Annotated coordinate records
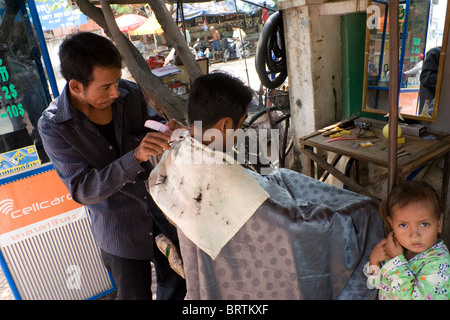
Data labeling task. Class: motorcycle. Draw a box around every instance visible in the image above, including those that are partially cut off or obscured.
[193,38,210,59]
[222,39,251,62]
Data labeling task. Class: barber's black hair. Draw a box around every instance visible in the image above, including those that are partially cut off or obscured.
[188,73,252,130]
[59,32,122,88]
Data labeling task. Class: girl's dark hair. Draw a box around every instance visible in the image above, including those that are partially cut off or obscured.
[59,32,122,88]
[188,73,252,130]
[380,181,442,230]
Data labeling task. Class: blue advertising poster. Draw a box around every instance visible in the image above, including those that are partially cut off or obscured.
[0,145,41,176]
[35,0,87,31]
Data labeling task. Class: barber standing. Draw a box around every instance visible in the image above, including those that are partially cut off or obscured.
[38,33,186,299]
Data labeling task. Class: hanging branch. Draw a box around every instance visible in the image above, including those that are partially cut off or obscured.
[77,0,187,123]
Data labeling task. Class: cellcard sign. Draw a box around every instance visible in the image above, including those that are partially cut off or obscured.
[0,170,86,247]
[36,0,87,31]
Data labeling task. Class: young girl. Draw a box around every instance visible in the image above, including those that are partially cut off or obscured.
[364,181,450,300]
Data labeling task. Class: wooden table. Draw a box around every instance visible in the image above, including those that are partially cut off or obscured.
[300,117,450,208]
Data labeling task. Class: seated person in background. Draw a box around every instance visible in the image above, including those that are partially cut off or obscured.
[149,73,383,299]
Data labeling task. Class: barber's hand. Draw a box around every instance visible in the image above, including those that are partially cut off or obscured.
[386,232,403,259]
[133,131,171,163]
[166,119,190,132]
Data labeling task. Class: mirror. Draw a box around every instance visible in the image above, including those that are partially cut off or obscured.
[362,0,450,122]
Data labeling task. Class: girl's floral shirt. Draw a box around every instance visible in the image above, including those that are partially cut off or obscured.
[364,240,450,300]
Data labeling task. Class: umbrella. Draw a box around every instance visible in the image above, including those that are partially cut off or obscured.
[116,14,147,32]
[130,17,164,36]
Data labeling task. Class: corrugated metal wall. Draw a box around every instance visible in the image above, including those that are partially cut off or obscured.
[1,212,113,300]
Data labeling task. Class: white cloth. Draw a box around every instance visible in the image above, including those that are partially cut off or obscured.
[149,132,269,259]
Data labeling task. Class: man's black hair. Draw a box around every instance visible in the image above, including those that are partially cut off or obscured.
[59,32,122,88]
[188,73,252,130]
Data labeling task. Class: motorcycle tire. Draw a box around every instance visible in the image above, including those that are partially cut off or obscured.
[242,48,250,59]
[255,11,287,89]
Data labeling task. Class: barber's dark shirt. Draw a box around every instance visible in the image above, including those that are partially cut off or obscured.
[38,80,175,259]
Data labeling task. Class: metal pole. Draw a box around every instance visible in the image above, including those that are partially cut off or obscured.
[388,0,399,194]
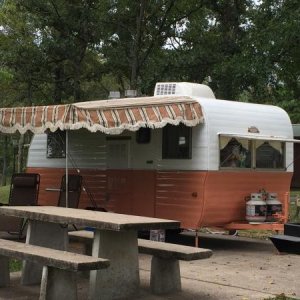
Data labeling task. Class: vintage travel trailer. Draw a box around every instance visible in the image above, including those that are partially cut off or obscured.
[19,83,293,229]
[0,83,294,230]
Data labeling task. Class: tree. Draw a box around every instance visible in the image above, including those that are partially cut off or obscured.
[101,0,205,89]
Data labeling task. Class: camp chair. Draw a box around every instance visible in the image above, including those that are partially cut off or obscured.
[57,174,82,208]
[0,173,40,237]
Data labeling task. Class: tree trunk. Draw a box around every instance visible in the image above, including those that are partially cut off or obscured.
[54,66,63,104]
[130,0,145,90]
[17,134,24,173]
[1,136,8,186]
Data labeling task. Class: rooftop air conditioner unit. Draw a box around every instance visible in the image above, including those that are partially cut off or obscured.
[108,91,121,99]
[125,90,137,98]
[154,82,216,99]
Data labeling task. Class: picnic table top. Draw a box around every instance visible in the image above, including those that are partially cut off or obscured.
[0,206,180,231]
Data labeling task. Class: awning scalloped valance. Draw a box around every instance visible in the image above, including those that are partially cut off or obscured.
[0,96,203,134]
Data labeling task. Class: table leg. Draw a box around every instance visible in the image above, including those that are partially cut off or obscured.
[89,230,140,300]
[21,220,68,285]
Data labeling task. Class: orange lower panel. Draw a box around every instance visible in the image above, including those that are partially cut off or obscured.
[27,168,292,230]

◆ TASK
Starting at the line containing "Data labeling task. Class: camp" and ending at the end of the records, write out those lines again with the requests included. Scale every coordinate in the answers by 1.1 and round each to a whole number, with halves rounded up.

◆ THE SOLUTION
Data labeling task. Class: camp chair. Draw a box around every instance visible in the image above, including those that are partially cut off or obscured.
[63,191,90,229]
[0,190,44,261]
Data labeling task. Class: tree trunk. Draw a box around every instance visible in the image above, including those that are partially cut off or obscured.
[59,73,69,114]
[143,0,160,99]
[19,147,26,190]
[1,150,9,205]
Data labeling task. Class: rooftop air conditioner unit. Draw a box around every instance visible in the image above, including those that are partially cut off or obscured.
[119,100,133,109]
[138,99,151,108]
[169,90,238,109]
Data labeling task. Class: picnic table top. Draw a box around every instance visible in the image above, including those that are partially cut off or obscured.
[0,227,198,254]
Data labeling task. Class: awning scalloped valance. Draw a box around every instance visible in the image above, including those that are partially cut off or obscured.
[0,106,223,147]
Data labeling task. Class: table leg. Draw a box around every instance visible in the image above, including those that are partially cut off or obscured.
[98,253,154,330]
[23,242,75,314]
Data labeling task. Class: orange lower panel. Draw a box around every instance visible in the image above, including those that are partially cut off or obscured.
[30,185,321,253]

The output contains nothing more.